Reproduce word for word the part of the items that opens with the line containing "# Target: large glass window" and closes with the final line of the items, both included.

◇ ◇ ◇

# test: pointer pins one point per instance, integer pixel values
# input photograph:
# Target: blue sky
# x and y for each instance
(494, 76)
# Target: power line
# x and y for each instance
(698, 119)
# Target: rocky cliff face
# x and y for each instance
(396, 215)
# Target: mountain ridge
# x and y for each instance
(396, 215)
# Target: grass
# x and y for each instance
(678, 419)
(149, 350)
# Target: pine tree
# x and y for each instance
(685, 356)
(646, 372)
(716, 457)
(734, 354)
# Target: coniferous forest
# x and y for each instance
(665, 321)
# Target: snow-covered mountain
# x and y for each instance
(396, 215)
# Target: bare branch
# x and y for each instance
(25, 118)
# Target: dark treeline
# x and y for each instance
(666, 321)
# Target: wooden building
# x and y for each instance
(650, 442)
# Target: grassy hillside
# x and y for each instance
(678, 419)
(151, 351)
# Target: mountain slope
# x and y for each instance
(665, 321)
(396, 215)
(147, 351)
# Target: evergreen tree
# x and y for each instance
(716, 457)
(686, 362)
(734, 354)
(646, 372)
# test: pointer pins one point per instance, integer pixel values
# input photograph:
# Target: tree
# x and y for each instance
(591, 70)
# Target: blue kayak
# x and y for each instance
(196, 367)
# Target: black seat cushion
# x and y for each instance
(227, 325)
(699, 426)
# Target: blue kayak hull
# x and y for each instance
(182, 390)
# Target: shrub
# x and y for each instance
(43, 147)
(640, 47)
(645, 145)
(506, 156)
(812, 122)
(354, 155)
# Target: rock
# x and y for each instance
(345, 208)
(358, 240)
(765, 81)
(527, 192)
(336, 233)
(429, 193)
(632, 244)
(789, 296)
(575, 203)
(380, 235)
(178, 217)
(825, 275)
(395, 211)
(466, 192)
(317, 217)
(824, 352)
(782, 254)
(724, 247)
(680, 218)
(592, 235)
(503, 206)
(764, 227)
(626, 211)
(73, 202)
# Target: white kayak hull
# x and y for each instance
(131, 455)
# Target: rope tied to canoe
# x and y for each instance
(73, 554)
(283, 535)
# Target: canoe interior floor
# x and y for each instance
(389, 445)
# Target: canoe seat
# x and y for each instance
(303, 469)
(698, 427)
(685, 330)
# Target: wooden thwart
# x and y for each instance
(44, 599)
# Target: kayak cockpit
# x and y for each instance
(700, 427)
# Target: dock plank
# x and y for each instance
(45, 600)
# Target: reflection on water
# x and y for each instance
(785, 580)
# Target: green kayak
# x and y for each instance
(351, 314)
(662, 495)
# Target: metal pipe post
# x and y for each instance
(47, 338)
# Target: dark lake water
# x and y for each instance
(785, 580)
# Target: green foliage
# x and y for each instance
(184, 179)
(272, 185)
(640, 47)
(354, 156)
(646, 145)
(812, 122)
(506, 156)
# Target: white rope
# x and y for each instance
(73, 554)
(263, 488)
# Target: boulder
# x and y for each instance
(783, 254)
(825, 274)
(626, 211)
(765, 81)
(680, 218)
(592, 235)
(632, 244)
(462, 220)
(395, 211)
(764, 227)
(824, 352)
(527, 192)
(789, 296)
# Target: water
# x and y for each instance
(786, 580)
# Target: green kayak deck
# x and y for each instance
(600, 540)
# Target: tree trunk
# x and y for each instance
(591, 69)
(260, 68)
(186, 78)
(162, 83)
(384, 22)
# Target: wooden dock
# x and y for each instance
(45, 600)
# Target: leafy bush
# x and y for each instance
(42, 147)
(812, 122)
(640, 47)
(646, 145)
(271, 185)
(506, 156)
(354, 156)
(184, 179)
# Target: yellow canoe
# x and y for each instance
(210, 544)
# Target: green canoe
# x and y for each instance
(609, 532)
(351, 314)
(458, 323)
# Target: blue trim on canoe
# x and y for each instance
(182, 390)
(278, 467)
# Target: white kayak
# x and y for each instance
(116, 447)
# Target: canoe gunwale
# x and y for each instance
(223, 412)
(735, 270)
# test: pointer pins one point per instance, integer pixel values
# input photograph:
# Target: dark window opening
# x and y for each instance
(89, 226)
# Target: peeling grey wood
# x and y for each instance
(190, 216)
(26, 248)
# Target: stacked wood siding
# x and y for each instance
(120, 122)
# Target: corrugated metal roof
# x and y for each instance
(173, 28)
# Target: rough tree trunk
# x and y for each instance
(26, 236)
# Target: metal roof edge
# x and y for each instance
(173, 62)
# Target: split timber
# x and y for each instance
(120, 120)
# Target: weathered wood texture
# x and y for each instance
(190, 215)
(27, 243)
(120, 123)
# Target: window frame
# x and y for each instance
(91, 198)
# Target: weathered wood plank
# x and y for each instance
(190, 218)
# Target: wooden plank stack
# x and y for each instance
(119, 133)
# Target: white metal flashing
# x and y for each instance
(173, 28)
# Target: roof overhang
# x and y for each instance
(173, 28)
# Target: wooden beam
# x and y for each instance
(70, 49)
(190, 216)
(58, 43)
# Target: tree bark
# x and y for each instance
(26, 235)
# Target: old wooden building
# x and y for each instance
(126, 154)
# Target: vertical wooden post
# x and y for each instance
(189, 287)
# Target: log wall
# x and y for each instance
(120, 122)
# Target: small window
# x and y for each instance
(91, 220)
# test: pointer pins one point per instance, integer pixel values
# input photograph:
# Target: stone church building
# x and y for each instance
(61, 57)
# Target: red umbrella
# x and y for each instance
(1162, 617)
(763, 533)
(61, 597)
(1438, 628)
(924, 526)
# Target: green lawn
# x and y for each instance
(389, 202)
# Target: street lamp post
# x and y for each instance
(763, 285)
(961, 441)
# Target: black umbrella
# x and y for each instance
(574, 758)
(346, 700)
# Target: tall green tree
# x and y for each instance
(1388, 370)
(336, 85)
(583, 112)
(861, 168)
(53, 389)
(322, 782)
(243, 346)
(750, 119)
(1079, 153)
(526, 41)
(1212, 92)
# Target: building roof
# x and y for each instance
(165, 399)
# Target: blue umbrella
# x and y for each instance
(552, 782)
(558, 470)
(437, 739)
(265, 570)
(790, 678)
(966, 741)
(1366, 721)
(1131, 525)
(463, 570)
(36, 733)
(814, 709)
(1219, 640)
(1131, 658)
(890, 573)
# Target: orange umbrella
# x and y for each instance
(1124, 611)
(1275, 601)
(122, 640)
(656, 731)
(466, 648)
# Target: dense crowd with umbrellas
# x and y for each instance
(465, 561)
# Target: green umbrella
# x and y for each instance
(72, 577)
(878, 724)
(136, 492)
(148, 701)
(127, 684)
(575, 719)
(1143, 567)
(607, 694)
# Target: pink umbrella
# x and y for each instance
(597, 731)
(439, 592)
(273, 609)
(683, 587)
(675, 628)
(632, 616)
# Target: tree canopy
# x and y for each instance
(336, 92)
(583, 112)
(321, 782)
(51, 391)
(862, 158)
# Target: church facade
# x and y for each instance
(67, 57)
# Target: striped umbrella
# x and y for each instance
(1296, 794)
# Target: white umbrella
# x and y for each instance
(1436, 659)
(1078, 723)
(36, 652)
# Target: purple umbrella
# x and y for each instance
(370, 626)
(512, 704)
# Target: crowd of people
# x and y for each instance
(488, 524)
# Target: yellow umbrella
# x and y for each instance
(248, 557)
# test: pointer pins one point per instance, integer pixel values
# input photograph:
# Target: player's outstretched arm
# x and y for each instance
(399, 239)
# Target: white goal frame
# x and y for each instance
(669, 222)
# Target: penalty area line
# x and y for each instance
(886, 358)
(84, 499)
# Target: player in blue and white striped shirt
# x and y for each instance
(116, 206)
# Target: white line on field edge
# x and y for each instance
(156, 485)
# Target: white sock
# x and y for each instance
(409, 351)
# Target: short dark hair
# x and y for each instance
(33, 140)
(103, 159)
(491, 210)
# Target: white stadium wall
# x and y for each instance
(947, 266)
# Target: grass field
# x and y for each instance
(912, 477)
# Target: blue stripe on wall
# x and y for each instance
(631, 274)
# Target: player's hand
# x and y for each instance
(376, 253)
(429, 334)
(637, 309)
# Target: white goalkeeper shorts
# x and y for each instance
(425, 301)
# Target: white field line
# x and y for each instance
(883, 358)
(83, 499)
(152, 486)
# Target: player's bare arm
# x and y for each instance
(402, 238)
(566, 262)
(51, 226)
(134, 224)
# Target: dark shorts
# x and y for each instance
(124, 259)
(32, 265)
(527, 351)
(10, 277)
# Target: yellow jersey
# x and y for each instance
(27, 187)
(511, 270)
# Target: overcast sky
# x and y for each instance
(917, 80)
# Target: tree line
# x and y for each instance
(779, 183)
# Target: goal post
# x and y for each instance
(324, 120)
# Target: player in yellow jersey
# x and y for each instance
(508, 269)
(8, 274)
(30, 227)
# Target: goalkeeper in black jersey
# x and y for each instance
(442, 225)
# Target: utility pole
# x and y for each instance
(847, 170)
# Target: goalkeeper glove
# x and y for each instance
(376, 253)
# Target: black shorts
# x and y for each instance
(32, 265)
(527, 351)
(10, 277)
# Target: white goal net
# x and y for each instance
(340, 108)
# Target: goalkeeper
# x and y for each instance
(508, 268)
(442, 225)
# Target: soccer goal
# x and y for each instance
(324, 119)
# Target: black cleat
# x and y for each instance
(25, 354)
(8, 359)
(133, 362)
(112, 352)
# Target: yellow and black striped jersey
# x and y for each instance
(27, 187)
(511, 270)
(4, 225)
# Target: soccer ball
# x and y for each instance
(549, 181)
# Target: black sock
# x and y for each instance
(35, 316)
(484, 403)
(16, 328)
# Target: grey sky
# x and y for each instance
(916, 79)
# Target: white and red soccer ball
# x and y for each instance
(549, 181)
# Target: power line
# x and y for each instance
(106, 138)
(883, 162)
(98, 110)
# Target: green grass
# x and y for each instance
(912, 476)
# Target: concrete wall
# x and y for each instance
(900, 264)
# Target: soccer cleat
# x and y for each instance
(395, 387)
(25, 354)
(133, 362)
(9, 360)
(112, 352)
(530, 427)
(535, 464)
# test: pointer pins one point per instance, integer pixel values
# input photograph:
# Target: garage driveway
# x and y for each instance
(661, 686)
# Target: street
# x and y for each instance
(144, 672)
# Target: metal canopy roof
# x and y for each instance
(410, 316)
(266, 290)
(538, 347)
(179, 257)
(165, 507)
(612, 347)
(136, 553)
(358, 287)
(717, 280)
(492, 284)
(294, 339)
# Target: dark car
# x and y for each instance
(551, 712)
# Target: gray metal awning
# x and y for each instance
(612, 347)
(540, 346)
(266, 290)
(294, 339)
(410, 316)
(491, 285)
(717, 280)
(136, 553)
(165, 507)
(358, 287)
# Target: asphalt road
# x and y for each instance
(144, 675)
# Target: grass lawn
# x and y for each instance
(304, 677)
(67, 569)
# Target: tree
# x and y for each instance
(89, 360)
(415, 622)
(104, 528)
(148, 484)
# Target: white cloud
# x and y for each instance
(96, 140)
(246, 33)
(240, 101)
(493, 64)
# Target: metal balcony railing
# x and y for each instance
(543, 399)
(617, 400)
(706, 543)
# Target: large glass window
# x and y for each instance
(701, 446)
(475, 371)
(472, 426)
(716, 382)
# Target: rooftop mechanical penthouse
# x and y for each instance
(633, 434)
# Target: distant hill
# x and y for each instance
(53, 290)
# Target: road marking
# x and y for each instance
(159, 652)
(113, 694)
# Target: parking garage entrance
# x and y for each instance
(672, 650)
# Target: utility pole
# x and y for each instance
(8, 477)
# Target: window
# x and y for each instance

◇ ◇ ◇

§ Solution to this problem
# Target: large glass window
# x and y for each instance
(701, 446)
(475, 371)
(472, 426)
(716, 382)
# Target: rooftop mechanical penthouse
# x and y for each instance
(633, 434)
# Target: distant hill
# x and y for each instance
(53, 290)
# Target: road marking
# x and y for each instance
(159, 652)
(113, 694)
# Target: parking garage entrance
# x and y for each instance
(672, 650)
# Target: utility pole
# x and y for each instance
(8, 477)
# Target: window
# x and y for each instance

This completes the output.